Written request:
Copy out, unchanged, the entries below from the "Pick out the distant" line to the final line. Omit pictures.

[Saved data entries]
-*-

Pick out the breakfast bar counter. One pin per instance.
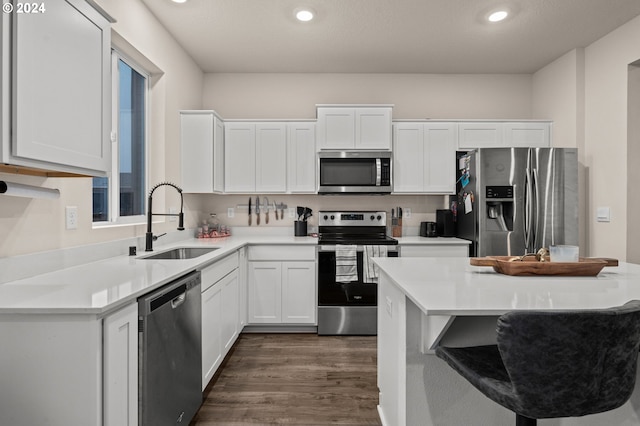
(426, 302)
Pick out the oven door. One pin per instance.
(344, 172)
(354, 293)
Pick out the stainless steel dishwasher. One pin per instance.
(170, 354)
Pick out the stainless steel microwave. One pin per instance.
(355, 172)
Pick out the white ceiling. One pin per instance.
(386, 36)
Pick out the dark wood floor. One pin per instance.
(294, 379)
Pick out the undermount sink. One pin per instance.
(181, 253)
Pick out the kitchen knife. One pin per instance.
(257, 210)
(307, 213)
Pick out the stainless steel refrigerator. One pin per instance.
(512, 201)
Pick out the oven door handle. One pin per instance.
(332, 248)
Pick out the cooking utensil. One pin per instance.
(257, 210)
(586, 267)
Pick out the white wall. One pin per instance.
(587, 97)
(282, 96)
(558, 94)
(28, 226)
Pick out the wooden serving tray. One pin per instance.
(585, 267)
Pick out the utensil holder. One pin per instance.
(300, 228)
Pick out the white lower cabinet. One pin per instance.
(424, 158)
(485, 134)
(434, 250)
(282, 291)
(220, 313)
(120, 351)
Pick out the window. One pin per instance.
(120, 197)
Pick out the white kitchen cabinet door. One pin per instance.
(299, 292)
(264, 292)
(480, 135)
(301, 158)
(202, 152)
(212, 344)
(336, 128)
(120, 331)
(242, 284)
(440, 158)
(527, 134)
(61, 87)
(373, 128)
(230, 310)
(271, 157)
(240, 157)
(408, 158)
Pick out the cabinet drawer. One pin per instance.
(214, 273)
(292, 252)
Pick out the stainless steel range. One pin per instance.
(347, 293)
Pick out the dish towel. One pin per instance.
(371, 270)
(346, 263)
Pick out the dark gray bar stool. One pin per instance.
(550, 364)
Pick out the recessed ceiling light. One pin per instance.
(304, 15)
(498, 16)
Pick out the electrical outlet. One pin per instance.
(71, 217)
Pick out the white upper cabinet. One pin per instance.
(202, 151)
(354, 127)
(527, 134)
(271, 157)
(239, 157)
(482, 134)
(301, 158)
(59, 111)
(424, 158)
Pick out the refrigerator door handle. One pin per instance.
(536, 210)
(528, 209)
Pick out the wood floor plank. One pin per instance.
(294, 379)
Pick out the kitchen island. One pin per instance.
(426, 302)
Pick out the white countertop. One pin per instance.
(450, 286)
(103, 286)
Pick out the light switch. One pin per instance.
(603, 214)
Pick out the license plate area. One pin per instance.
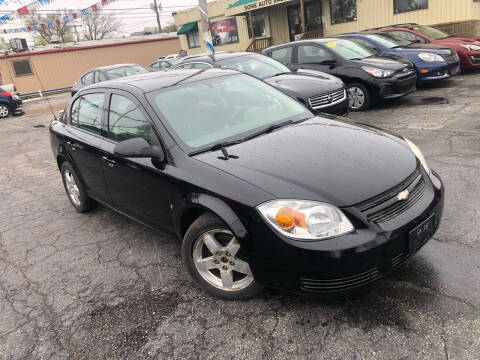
(421, 233)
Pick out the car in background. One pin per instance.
(366, 74)
(104, 73)
(9, 103)
(468, 49)
(432, 62)
(258, 190)
(320, 92)
(162, 64)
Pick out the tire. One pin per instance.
(359, 97)
(4, 111)
(217, 275)
(75, 190)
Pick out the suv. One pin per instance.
(468, 49)
(366, 74)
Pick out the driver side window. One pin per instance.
(126, 121)
(309, 54)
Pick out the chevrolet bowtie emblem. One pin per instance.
(403, 195)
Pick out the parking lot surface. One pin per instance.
(100, 286)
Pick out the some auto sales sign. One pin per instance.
(224, 31)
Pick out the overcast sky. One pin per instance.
(135, 15)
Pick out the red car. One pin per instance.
(468, 49)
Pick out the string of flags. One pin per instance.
(26, 10)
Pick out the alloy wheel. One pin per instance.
(216, 258)
(356, 97)
(4, 111)
(72, 187)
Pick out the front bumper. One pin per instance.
(344, 263)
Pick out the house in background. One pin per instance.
(253, 25)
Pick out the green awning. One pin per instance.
(240, 3)
(190, 27)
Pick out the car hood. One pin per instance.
(304, 86)
(384, 61)
(322, 159)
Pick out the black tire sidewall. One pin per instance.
(204, 223)
(366, 91)
(85, 201)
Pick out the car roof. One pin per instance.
(152, 81)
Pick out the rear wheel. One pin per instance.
(358, 97)
(212, 255)
(4, 111)
(75, 189)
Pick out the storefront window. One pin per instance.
(258, 21)
(343, 11)
(193, 39)
(400, 6)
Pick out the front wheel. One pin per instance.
(212, 255)
(358, 97)
(4, 111)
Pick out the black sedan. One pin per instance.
(97, 75)
(259, 190)
(320, 92)
(365, 73)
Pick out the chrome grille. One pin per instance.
(400, 206)
(330, 98)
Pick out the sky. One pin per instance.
(135, 15)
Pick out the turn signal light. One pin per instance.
(286, 218)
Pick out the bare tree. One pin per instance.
(59, 30)
(98, 25)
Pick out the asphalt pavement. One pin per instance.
(100, 286)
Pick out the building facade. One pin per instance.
(253, 25)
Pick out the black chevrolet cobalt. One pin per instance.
(259, 190)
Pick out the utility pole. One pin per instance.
(158, 14)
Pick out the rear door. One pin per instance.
(83, 137)
(139, 188)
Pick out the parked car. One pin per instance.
(104, 73)
(162, 64)
(468, 49)
(431, 62)
(259, 190)
(366, 74)
(319, 91)
(9, 103)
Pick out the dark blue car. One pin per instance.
(9, 103)
(432, 62)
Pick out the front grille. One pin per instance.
(400, 206)
(379, 199)
(330, 98)
(339, 284)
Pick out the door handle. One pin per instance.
(110, 162)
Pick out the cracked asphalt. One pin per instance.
(100, 286)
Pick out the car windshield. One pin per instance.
(261, 67)
(126, 71)
(350, 49)
(430, 32)
(226, 108)
(388, 41)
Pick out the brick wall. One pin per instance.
(469, 28)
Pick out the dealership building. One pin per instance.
(253, 25)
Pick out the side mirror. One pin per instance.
(139, 148)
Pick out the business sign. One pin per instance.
(224, 31)
(242, 7)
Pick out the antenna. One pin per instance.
(42, 88)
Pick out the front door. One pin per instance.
(313, 18)
(138, 187)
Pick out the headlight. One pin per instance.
(303, 219)
(471, 47)
(416, 151)
(429, 57)
(380, 73)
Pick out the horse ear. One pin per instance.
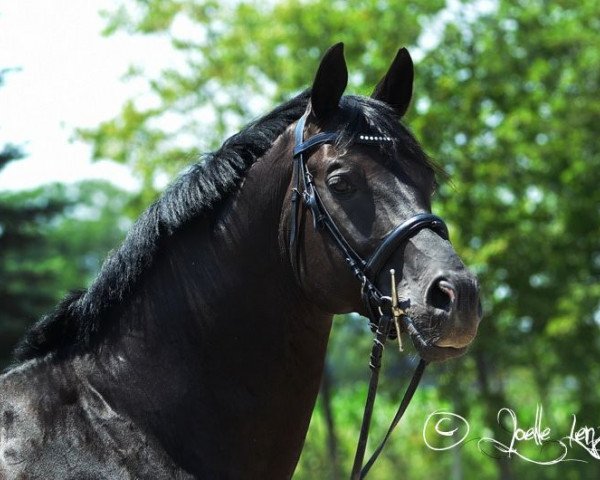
(395, 88)
(330, 82)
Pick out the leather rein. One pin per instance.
(385, 315)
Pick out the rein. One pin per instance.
(383, 310)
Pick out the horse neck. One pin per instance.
(221, 342)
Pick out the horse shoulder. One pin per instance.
(54, 425)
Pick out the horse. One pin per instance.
(198, 350)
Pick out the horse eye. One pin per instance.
(340, 185)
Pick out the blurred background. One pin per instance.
(103, 102)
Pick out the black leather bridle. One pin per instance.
(382, 309)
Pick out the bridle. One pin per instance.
(382, 310)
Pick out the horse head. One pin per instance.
(369, 175)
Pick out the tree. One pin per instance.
(506, 99)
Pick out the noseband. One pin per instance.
(382, 309)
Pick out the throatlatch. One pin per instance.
(383, 310)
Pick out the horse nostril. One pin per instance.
(441, 294)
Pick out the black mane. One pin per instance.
(82, 316)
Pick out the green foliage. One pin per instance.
(52, 240)
(507, 102)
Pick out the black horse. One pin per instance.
(198, 350)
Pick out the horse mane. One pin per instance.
(83, 316)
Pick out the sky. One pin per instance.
(69, 76)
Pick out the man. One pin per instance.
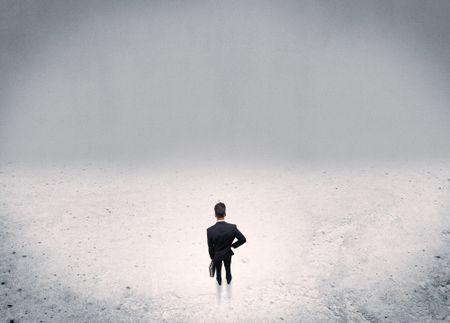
(220, 240)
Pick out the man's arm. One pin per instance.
(239, 236)
(210, 245)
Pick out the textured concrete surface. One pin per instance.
(121, 243)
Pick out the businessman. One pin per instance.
(220, 240)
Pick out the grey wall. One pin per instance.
(83, 80)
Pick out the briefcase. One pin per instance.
(212, 269)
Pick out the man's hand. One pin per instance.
(241, 238)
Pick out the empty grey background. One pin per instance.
(296, 80)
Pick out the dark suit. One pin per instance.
(220, 240)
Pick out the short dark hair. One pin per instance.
(219, 209)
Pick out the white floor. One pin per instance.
(346, 242)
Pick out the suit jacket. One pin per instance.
(220, 239)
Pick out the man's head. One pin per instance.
(219, 210)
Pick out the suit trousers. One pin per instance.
(227, 262)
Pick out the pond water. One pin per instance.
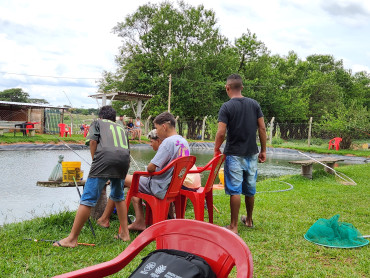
(22, 199)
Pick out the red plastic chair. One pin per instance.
(86, 130)
(30, 125)
(64, 130)
(157, 209)
(221, 248)
(203, 193)
(334, 143)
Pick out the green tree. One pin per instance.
(160, 40)
(18, 95)
(15, 95)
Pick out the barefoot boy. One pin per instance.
(111, 157)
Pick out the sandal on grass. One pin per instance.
(243, 219)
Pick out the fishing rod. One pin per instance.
(53, 241)
(65, 144)
(349, 180)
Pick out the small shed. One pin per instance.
(141, 100)
(47, 116)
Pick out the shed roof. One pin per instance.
(123, 96)
(25, 104)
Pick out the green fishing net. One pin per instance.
(57, 173)
(332, 233)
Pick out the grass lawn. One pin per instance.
(276, 243)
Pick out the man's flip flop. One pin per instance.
(243, 219)
(226, 227)
(57, 242)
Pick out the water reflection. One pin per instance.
(21, 199)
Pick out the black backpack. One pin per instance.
(169, 263)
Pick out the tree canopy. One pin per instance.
(18, 95)
(159, 40)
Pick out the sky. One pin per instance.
(57, 50)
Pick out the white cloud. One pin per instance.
(74, 39)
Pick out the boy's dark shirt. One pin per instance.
(112, 156)
(240, 116)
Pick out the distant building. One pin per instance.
(47, 116)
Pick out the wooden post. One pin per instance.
(271, 128)
(169, 94)
(203, 127)
(177, 126)
(309, 132)
(147, 124)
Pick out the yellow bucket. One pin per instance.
(71, 169)
(221, 176)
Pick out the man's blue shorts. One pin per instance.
(94, 186)
(240, 175)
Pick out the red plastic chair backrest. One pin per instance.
(214, 166)
(181, 167)
(62, 127)
(221, 248)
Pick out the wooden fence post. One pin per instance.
(203, 127)
(309, 132)
(147, 124)
(271, 128)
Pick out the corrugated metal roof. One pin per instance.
(122, 96)
(36, 105)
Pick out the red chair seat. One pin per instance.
(157, 209)
(221, 248)
(334, 143)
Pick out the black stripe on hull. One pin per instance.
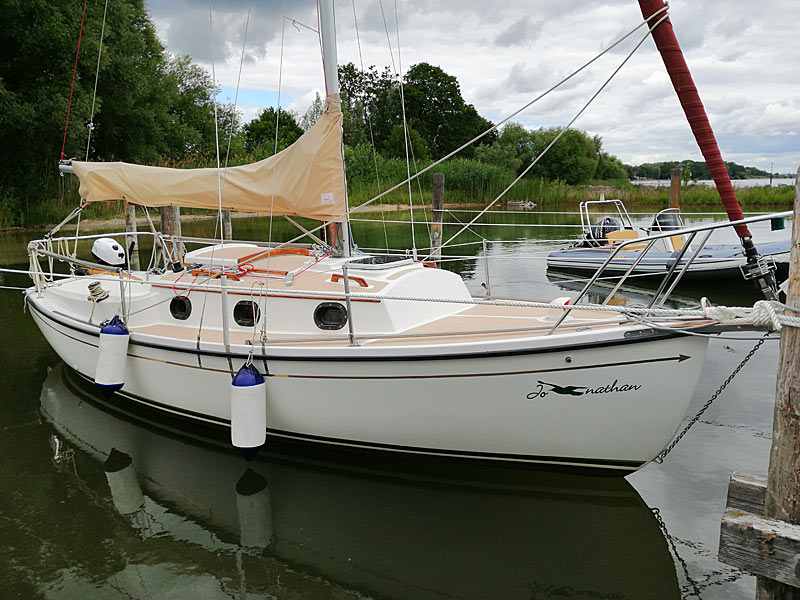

-*-

Correct answer:
Pick out the distant building. One pin per instance.
(47, 116)
Pick out the wooden post. One pin per instance.
(271, 128)
(169, 94)
(203, 127)
(177, 126)
(309, 132)
(147, 124)
Pick out the yellow bucket. One pin per instance.
(71, 169)
(221, 176)
Pick out the man's blue shorts. One pin per instance.
(94, 186)
(240, 175)
Pick out the red plastic chair backrest. One pin per instance.
(214, 166)
(181, 167)
(62, 127)
(221, 248)
Pick out the wooden fence post. One pin per instance.
(203, 127)
(309, 132)
(147, 124)
(271, 128)
Pick out the corrugated metal roof. One pin per instance.
(122, 96)
(36, 105)
Pick out the red chair seat. One pin per instance.
(157, 209)
(221, 248)
(334, 143)
Pick out the black stripe on hull. One pin per instance.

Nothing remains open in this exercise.